───── Selected extract

The Beauty of God’s Transcendence

|

Isolated from the other summits in the Himalayan Mountain range, the peak of Mount Everest is stunningly beautiful-in-itself. But viewed as the largest mountain in the world, towering above other mammoth peaks in the region, one is struck by the singular beauty of Everest and begins to understand why natives call it the “Goddess of the Sky.” In Greek mythology, Zeus and his wife Hera were believed to live on Mount Olympus, the highest mountain in Greece.

Those things which are high above us have the potential to captivate our sense of beauty and arouse religious intuitions. They are signposts in the theater of God’s glory, as Calvin put it, directing our eyes to a glorious Creator who is above all (Rom. 1:20). The mysterious beauty of a snow-capped peak, the overwhelming sight of a panoply of stars, and the staggering force of a rushing waterfall—all invite us to gaze upon the beauty of the all-transcendent God.

It is fitting that the God of Israel chose to settle above Jerusalem on Mount Zion: “The Mighty One, God the Lord, speaks and summons the earth from the rising of the sun to its setting. Out of Zion, the perfection of beauty, God shines forth” (Ps. 50:1–2, cf. Ps. 48:1–2). But unlike Zeus, the true God is not consigned to a single hill: “This is what the LORD says: ‘Heaven is My throne, and earth is My footstool. What kind of house will you build for Me? Or where will My place of repose be?” (Isa. 66:1). Everest is God’s ottoman; Olympus is his footrest. “For the Lord is a great God,” declared the Psalmist, “and a great King above all gods. In his hand are the depths of the earth; the heights of the mountains are his also” (Ps. 95:3–5). Isaiah proclaims, “The LORD is exalted, for He dwells on high” (Isa. 33:5, cf. Ps. 83:18).

──────────
───── Collected data

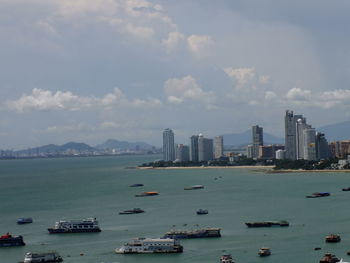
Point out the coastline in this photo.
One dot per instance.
(262, 168)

──────────

Aim ▸ Duplicate the part of the essay on God's transcendence starting with "Those things which" and going on through "the all-transcendent God.", word for word.

Full response ▸
Those things which are high above us have the potential to captivate our sense of beauty and arouse religious intuitions. They are signposts in the theater of God’s glory, as Calvin put it, directing our eyes to a glorious Creator who is above all (Rom. 1:20). The mysterious beauty of a snow-capped peak, the overwhelming sight of a panoply of stars, and the staggering force of a rushing waterfall—all invite us to gaze upon the beauty of the all-transcendent God.